- [WHAT YOU NEED TO DO] Give a verbatim repeat of the lines that run from the line containing "For this evaluation, locate the hilltop" to the end of the data below.

[BEGIN EXERCISE INPUTS]

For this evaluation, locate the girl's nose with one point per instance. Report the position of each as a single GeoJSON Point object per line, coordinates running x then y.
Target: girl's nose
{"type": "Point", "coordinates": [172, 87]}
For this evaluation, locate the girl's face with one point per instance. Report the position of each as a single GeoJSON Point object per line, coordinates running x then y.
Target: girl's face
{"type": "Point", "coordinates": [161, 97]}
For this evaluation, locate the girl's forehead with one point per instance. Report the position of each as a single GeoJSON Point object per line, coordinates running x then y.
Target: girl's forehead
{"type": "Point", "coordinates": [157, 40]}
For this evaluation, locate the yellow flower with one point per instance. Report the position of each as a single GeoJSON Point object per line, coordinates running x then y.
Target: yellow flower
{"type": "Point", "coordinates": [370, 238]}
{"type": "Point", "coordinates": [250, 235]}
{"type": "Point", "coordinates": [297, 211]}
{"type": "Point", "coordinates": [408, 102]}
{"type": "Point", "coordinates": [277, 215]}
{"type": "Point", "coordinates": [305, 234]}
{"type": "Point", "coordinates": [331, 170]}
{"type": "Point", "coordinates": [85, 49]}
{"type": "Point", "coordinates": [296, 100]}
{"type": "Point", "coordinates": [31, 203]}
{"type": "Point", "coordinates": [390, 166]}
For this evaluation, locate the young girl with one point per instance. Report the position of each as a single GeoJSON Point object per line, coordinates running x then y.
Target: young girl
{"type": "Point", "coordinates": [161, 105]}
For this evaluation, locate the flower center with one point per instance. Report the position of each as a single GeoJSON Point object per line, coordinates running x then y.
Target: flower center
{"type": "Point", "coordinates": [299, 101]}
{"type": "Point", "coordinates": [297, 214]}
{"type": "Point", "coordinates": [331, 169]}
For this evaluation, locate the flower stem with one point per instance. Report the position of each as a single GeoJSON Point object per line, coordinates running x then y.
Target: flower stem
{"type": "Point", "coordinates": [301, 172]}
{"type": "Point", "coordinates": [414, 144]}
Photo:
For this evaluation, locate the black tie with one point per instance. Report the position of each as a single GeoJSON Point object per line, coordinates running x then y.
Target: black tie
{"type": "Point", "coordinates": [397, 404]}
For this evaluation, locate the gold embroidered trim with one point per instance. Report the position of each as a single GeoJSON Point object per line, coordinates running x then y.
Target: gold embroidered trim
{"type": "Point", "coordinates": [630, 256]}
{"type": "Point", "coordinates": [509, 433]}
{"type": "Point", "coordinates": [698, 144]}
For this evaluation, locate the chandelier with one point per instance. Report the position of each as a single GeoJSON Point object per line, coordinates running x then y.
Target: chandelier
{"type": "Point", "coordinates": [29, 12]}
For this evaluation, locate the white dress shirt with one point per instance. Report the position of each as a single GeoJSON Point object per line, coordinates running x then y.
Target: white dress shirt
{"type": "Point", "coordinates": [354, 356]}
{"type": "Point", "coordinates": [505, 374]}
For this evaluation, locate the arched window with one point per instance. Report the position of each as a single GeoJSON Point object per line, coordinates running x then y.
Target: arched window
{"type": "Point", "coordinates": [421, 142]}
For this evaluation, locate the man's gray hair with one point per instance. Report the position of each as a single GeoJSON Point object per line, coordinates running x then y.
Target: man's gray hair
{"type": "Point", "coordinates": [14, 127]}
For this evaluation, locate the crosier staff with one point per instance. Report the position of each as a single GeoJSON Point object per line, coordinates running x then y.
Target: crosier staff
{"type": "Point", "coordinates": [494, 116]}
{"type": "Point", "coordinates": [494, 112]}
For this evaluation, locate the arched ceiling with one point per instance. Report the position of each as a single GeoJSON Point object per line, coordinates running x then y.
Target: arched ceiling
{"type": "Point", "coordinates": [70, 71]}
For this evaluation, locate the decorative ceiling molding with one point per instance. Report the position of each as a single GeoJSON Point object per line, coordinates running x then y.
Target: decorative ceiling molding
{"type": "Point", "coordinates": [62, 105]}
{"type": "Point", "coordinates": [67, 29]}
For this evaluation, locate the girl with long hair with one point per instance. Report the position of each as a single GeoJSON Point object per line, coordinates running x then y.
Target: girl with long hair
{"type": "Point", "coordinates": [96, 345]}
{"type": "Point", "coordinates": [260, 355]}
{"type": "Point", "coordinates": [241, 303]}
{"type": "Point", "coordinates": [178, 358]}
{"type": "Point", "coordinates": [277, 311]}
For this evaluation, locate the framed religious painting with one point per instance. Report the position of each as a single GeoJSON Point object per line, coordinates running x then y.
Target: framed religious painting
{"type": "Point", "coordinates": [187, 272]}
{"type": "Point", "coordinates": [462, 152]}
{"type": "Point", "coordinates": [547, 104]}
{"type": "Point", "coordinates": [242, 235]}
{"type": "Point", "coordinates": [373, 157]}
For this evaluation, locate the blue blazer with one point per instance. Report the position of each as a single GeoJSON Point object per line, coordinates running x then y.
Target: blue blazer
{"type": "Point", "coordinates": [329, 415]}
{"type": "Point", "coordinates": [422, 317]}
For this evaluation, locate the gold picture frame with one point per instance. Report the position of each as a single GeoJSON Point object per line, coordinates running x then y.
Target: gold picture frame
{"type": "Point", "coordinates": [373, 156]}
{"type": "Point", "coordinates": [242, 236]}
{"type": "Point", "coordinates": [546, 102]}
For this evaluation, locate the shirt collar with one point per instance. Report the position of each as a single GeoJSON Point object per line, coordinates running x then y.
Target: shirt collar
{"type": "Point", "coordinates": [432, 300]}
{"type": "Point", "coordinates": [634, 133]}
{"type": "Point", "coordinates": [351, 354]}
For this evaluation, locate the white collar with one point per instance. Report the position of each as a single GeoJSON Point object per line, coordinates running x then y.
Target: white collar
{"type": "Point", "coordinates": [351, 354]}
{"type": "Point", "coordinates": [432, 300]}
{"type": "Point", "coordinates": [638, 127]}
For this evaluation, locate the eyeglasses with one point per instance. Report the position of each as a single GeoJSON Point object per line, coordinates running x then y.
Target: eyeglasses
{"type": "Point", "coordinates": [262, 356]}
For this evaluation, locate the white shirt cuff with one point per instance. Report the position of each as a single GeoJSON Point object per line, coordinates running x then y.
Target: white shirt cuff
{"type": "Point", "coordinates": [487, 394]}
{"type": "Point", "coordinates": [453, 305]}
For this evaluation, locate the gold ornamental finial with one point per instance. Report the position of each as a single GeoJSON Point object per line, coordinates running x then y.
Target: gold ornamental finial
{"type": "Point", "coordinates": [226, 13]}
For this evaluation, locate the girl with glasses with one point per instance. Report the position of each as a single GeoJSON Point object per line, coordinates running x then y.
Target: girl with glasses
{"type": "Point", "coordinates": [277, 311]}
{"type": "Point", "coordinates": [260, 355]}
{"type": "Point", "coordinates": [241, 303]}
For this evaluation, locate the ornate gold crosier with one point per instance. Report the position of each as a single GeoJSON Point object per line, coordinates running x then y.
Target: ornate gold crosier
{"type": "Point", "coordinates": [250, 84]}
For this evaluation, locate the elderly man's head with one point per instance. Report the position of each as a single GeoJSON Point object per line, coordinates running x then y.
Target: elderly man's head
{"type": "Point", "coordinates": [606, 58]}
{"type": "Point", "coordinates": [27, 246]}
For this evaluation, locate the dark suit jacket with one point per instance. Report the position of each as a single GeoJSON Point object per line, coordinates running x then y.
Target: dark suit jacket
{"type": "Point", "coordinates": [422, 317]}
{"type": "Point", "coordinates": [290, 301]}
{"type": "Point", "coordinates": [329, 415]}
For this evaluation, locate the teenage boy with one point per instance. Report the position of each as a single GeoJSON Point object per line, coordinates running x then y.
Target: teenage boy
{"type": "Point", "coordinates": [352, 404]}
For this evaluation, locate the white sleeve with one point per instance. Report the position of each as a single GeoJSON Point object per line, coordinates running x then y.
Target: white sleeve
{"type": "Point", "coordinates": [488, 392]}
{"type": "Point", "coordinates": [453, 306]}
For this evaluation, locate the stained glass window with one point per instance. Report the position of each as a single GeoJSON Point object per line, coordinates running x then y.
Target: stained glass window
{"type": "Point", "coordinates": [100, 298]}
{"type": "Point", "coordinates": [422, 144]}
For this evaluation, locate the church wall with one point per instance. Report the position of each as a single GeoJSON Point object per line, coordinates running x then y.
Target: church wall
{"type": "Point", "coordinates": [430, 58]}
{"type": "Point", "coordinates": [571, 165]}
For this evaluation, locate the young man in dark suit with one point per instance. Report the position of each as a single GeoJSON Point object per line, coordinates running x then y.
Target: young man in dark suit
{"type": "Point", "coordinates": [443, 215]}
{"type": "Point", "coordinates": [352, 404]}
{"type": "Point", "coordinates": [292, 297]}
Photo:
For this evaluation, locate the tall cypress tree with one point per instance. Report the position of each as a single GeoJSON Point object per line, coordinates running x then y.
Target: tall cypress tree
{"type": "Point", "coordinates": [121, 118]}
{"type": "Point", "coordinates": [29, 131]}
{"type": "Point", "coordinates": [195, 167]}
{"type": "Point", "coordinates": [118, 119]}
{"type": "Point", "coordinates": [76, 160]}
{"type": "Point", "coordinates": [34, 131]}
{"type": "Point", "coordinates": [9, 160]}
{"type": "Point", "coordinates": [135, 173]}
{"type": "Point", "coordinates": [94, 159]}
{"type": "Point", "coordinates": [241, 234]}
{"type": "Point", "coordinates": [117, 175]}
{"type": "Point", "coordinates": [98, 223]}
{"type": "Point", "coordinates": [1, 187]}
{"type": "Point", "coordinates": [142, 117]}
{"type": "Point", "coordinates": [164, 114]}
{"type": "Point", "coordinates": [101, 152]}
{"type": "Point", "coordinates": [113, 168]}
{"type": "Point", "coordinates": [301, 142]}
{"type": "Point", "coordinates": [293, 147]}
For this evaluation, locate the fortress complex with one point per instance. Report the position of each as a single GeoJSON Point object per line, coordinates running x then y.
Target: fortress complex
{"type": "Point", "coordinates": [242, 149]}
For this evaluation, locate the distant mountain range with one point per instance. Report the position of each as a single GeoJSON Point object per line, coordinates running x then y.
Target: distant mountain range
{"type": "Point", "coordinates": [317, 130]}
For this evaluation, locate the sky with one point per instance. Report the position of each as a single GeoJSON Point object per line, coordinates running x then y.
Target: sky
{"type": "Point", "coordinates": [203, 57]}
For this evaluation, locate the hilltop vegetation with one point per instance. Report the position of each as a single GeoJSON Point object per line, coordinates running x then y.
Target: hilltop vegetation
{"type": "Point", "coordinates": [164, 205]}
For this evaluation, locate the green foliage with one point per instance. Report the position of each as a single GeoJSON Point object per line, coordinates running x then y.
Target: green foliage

[END EXERCISE INPUTS]

- [FULL ANSWER]
For this evaluation, locate the hilltop vegetation with one point per instance. Report the position of each as a single GeoJSON Point object per line, coordinates running x then y.
Target: hilltop vegetation
{"type": "Point", "coordinates": [164, 205]}
For this evaluation, locate the green foliage with one point per instance. Report the position of each as a single GeoJSON Point object per line, coordinates running x then y.
Target: green foliage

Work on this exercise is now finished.